Page MenuHomePhabricator

Don't accept data from automated bots in Event Logging
Closed, ResolvedPublic8 Story Points

Description

For example, from google:

My guess is this might be somehow related to framing.

However, it uses:

webHost : window.location.hostname

which in theory should work even in a framing scenario, unless the context of the JavaScript was somehow lost. On http://jsfiddle.net/596mX/ the top web host is htp://jsfiddle.net, the frame host is http://fiddle.jshell.net, and it alerts the latter's hostname.


Version: unspecified
Severity: normal
See Also:
https://bugzilla.wikimedia.org/show_bug.cgi?id=55449

Details

Reference
bz65508

Event Timeline

bzimport raised the priority of this task from to Needs Triage.
bzimport set Reference to bz65508.
bzimport added a subscriber: Unknown Object (MLST).

Thanks for bringing this up and for linking the other ticket, this is an issue that we should take very seriously as people crunching the data will rarely remember to filter by webHost (assuming filtering by wiki is sufficient) which will cause the inclusion of a lot of bogus events caused by test instances on labs or legitimate but spurious events caused by users with proxies or other factors.

I think we should try and enforce stricter validation for the webHost field to only accept events from a list of known hostnames and set up monitoring of events that fail validation on the webHost field.

Steven also suggested it could be related to Chrome's automatic translation feature.

My tests indicate that still uses the original hostname in Chromium 34.0.1847.132 Debian 7.5 (265804) , but this behavior might vary by version or something.

kevinator set Security to None.

______________________________

**INSTRUCTION 1:** Based on the Event Logging ticket, does each statement agree with it? Answer yes or no for each and quote the deciding words. (a) In the jsfiddle test, the alert showed the frame host's hostname. (b) The ticket's severity is marked as critical. (c) One comment proposes accepting events only from a list of known hostnames.
**INSTRUCTION 2:** Carry the Event Logging ticket forward from its final line, keeping the style of its event timeline.

______________________________

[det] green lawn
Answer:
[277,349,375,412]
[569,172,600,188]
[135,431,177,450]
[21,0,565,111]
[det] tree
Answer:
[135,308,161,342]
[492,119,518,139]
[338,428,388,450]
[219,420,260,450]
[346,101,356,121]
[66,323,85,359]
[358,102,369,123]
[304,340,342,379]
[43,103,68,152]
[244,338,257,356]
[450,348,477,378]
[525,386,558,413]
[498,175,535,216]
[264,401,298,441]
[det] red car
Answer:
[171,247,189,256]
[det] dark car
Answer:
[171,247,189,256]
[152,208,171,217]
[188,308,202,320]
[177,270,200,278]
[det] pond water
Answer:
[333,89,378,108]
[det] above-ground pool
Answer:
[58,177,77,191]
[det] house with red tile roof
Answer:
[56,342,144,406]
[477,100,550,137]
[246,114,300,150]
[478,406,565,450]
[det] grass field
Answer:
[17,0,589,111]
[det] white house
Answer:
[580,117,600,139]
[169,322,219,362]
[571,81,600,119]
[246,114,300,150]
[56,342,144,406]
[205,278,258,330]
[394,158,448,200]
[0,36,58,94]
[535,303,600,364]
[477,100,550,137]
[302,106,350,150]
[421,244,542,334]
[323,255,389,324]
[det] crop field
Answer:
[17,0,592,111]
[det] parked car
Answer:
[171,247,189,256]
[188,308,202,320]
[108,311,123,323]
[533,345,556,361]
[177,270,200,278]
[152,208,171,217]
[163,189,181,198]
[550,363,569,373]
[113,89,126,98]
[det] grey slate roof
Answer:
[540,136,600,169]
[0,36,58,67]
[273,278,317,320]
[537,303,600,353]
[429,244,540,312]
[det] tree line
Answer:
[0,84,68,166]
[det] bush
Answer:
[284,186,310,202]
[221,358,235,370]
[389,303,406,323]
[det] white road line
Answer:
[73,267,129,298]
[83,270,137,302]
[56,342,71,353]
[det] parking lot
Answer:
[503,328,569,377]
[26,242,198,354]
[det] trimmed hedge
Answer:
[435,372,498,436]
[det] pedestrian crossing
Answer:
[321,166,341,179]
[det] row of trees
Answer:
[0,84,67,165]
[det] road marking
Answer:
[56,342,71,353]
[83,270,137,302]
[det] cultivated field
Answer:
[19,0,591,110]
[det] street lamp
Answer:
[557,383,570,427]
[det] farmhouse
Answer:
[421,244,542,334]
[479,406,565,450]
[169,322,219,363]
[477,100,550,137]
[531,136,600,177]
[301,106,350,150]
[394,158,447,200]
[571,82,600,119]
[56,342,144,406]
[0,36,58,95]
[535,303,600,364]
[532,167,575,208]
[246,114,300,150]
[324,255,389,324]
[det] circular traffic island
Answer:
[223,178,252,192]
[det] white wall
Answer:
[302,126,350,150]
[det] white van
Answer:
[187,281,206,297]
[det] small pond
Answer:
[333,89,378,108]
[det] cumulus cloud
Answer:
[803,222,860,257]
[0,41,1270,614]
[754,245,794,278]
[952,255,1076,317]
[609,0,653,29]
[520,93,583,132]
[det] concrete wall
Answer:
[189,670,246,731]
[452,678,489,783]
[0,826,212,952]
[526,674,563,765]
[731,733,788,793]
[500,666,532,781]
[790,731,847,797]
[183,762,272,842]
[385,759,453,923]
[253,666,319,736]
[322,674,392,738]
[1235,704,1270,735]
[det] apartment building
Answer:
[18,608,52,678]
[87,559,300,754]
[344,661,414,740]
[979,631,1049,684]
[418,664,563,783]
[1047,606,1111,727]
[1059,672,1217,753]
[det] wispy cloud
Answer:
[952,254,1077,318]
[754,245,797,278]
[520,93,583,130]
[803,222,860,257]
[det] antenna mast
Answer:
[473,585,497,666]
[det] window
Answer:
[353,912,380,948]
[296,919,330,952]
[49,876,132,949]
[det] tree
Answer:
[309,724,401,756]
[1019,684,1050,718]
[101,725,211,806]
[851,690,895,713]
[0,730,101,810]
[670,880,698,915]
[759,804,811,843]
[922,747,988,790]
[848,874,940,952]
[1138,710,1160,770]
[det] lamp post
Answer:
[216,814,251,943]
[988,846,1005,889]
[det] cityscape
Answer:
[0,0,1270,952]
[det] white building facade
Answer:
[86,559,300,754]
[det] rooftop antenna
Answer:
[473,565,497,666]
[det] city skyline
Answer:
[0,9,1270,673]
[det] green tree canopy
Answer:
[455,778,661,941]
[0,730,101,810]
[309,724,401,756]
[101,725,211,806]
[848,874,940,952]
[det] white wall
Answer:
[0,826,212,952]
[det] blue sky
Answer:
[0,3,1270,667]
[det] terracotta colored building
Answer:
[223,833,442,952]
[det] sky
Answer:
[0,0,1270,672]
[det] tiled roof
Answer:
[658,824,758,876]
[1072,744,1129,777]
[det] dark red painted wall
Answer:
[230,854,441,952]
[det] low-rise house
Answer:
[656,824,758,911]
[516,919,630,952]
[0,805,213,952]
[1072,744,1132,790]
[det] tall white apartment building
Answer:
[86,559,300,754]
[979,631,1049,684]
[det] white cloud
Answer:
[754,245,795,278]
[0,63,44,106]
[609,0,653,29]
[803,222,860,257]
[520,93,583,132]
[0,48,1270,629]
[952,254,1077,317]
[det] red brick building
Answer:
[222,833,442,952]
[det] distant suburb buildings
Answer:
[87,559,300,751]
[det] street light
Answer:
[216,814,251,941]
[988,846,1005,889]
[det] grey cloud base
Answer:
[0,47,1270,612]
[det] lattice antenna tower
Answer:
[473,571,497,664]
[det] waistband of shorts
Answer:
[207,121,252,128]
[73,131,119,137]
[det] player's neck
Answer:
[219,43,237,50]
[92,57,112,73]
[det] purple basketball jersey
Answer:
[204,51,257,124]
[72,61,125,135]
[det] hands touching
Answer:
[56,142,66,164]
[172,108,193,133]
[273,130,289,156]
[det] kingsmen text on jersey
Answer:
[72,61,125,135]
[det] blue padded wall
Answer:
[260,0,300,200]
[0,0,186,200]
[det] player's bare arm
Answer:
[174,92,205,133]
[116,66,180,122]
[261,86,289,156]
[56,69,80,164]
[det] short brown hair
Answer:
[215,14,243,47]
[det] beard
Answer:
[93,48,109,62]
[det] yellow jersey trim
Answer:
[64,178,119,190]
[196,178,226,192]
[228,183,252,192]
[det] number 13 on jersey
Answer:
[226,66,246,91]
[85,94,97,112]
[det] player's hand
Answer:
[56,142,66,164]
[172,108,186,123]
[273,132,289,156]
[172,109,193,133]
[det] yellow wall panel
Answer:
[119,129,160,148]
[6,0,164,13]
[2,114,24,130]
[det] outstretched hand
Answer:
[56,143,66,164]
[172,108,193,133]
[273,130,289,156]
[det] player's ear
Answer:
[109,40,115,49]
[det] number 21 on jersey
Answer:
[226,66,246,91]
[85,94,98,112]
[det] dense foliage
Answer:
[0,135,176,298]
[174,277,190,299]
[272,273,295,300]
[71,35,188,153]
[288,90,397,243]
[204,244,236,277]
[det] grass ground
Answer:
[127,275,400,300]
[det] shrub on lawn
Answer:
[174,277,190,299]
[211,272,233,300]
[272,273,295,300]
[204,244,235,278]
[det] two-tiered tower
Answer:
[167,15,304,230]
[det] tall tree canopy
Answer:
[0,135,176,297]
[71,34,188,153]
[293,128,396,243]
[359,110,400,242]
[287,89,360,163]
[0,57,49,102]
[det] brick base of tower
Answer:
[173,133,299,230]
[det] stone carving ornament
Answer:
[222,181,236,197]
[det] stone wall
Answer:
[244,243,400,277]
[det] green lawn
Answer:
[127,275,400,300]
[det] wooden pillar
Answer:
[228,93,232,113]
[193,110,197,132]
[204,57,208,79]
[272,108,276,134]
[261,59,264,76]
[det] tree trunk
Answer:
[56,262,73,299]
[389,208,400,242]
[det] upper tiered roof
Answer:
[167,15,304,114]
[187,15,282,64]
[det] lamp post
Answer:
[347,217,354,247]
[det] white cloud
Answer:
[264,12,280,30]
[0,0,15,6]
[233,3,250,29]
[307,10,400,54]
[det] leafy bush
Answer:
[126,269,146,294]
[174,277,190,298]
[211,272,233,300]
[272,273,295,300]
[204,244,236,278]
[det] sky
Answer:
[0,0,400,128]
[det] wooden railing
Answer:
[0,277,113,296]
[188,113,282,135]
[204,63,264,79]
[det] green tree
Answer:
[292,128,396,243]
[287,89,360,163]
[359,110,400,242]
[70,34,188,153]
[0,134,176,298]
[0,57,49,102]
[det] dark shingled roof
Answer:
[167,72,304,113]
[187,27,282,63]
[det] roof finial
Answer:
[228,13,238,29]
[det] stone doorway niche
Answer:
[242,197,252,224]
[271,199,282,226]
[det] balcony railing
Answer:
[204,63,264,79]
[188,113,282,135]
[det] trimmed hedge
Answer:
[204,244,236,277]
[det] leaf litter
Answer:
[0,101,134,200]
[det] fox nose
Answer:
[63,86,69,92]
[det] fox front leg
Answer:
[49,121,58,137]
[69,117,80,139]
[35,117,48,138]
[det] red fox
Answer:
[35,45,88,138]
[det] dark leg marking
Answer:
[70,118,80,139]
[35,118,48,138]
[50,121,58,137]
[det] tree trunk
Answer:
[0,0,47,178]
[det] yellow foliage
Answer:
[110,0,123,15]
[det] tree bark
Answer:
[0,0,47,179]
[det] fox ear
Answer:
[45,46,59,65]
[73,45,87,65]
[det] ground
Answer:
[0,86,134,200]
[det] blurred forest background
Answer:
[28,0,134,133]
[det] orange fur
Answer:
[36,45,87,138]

______________________________

**ANSWER 1:**
(a) Yes: "the frame host is http://fiddle.jshell.net, and it alerts the latter's hostname."
(b) No: "Severity: normal"
(c) Yes: "I think we should try and enforce stricter validation for the webHost field to only accept events from a list of known hostnames"

**ANSWER 2:**
kevinator triaged this task as High priority.
Milimetric closed this task as Declined.Dec 14 2015, 5:44 PM
Milimetric claimed this task.
Milimetric added a subscriber: Milimetric.

We don't really know what's going on here, please update if this is still an issue

Milimetric renamed this task from translate.googleusercontent.com in webHost for some client-side events to Don't accept data from automated bots in Event Logging.Dec 14 2015, 5:46 PM
Milimetric updated the task description. (Show Details)
Milimetric reopened this task as Open.
Restricted Application added a subscriber: Aklapper. · View Herald TranscriptDec 14 2015, 5:46 PM
Milimetric updated the task description. (Show Details)Dec 14 2015, 5:46 PM
Milimetric moved this task from Incoming to Backlog on the Analytics-Engineering board.
Restricted Application added a subscriber: TerraCodes. · View Herald TranscriptOct 10 2016, 3:57 PM
Nuria removed Milimetric as the assignee of this task.Feb 9 2017, 4:59 PM
Nuria lowered the priority of this task from High to Low.Mar 13 2017, 4:00 PM
Nuria moved this task from Backlog (Later) to Wikistats Production on the Analytics board.
Nuria raised the priority of this task from Low to Normal.Apr 3 2017, 4:27 PM
Nuria raised the priority of this task from Normal to High.Apr 17 2017, 3:58 PM
Nuria added a comment.EditedApr 17 2017, 4:04 PM

We can do this work now that we are parsing the user agent for incoming EventLogging data.

We need to: add a "self-identified" bot filter for all incoming data. We just need to use the same regex than the pageview code uses: https://github.com/wikimedia/analytics-refinery-source/blob/master/refinery-core/src/main/java/org/wikimedia/analytics/refinery/core/Webrequest.java#L59

It is unfortunate that this regex would need to be duplicated on both EL and pageview data.

This would take care of events that asent by , say, a google bot crawling the android application but it will not take care of other issues that have to do with javascript. Premise of ticket is not super clear on this regard.

How do we keep track of bot-identified traffic?
Sending data to graphite

Nuria added a comment.Apr 17 2017, 4:16 PM

We can publish bot-dentified events to a bot schema that is similar to EventError that is only pushed to hadoop (not to db): https://meta.wikimedia.org/wiki/Schema:EventError

Nuria assigned this task to fdans.Apr 17 2017, 4:23 PM
Nuria edited projects, added Analytics-Kanban; removed Analytics.
Nuria set the point value for this task to 8.
Nuria removed subscribers: kevinator, wikibugs-l-list.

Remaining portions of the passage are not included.